PROBLEM 1:
Please list every work cited by author and year in the passage on abnormal behavior below.
PROBLEM 2:
Go on with the passage on abnormal behavior below, starting right after its last sentence.

READING TEXT:
________
Psychological Behaviorism: Levels of Study
Abnormal Behavior
 

Psychological behaviorism began to form a theory of abnormal behavior from the start. In Staats (1957) the abnormal language symptom of a psychotic patient was analyzed as a learned behavior, produced and maintained inadvertently by hospital staff. The analysis stated how non-reinforcement and instead the reinforcement of normal language would provide the treatment. Verified by Ayllon and Michael (1959) PB’s behavior modification principles were called the “seeds of the behavioral revolution” and the beginning of the field of behavior analysis by Malott, Whaley, & Malott (1997, p. 175). The first PB book (Staats, 1963) markedly expanded that, presenting the first general behavioral theory of abnormal behavior and the first call for a behavioral assessment field and the first foundation of the cognitive behavioral approach. The theory suggested that various behavior problems and disorders could be analyzed as deficit or inappropriate behavior, deficit or inappropriate stimulus control of behavior, or deficit or inappropriate emotional (reinforcer) systems. Staats (1975) advanced the general PB theory by introducing the concept of the three basic behavioral repertoires—language-cognitive, sensory-motor, and emotional-motivational. The theory stated that deficits and inappropriate aspects of the three BBRs, in essence abnormalities of personality, result in abnormal behavior. The 1996 (Staats, 1996) version advances this theory, indicating how the environment plays a central role in the original learning of the individual’s BBRs as well as in later determining the particular behaviors the individual will display.The environment can be deficit or inappropriate in both the learning phase and the later behaving phase. In addition, the individual’s organic conditioning can be deficit or inappropriate when the individual is learning the BBRs as well as later when the individual is behaving as a response to a later situation.
________
Dataset entries:
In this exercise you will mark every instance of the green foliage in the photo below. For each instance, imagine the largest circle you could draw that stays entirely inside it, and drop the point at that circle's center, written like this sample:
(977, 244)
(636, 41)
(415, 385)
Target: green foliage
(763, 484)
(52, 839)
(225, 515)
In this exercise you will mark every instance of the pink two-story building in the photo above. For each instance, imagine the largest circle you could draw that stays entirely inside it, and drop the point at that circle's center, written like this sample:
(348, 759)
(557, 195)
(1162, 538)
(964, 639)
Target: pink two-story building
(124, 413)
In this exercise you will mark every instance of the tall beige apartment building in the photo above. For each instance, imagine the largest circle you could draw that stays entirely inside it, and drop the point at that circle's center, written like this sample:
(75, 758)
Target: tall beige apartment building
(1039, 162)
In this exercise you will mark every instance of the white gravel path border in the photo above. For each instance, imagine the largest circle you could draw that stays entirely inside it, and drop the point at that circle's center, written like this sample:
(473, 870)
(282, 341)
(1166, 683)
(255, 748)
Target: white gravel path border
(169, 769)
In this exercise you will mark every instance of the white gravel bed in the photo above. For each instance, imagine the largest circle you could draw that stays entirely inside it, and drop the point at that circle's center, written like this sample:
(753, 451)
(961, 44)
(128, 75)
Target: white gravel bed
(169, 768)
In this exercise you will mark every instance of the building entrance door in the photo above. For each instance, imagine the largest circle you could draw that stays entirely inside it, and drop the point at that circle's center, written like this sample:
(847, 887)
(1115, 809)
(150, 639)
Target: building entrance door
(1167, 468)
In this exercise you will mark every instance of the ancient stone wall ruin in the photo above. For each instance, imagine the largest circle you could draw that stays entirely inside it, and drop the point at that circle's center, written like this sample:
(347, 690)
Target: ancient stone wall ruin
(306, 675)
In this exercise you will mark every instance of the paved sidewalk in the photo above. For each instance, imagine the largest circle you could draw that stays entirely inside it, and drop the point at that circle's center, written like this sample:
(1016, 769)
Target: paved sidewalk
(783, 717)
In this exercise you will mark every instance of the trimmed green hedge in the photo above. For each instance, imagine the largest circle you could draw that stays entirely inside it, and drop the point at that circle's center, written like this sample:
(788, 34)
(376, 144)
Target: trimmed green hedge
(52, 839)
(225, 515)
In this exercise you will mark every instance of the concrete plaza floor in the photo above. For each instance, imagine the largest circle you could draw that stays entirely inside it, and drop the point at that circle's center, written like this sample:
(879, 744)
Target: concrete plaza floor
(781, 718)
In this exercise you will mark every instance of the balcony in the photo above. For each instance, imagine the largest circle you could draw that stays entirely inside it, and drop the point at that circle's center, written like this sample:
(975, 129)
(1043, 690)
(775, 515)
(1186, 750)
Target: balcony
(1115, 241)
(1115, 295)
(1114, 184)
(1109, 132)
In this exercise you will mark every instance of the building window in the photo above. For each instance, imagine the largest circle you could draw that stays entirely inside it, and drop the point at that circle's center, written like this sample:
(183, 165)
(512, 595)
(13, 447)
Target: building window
________
TASK RESPONSE 1:
Staats (1957); Ayllon and Michael (1959); Malott, Whaley, & Malott (1997); Staats (1963); Staats (1975); Staats (1996)

TASK RESPONSE 2:
Using this theory PB has presented full theories of behavior disorders such as depression (Staats & Heiby, 1985; Heiby & Staats, 1990), bipolar disorder (Riedel, Heiby, & Kopetskie, 2001), dyslexia (Staats, 1963;1975, 1996; Staats & Butterfield, 1965) and summary theories of a number of other disorders such as autism, mental retardation, and the anxiety disorders (see Staats, 1963, 1975, 1996).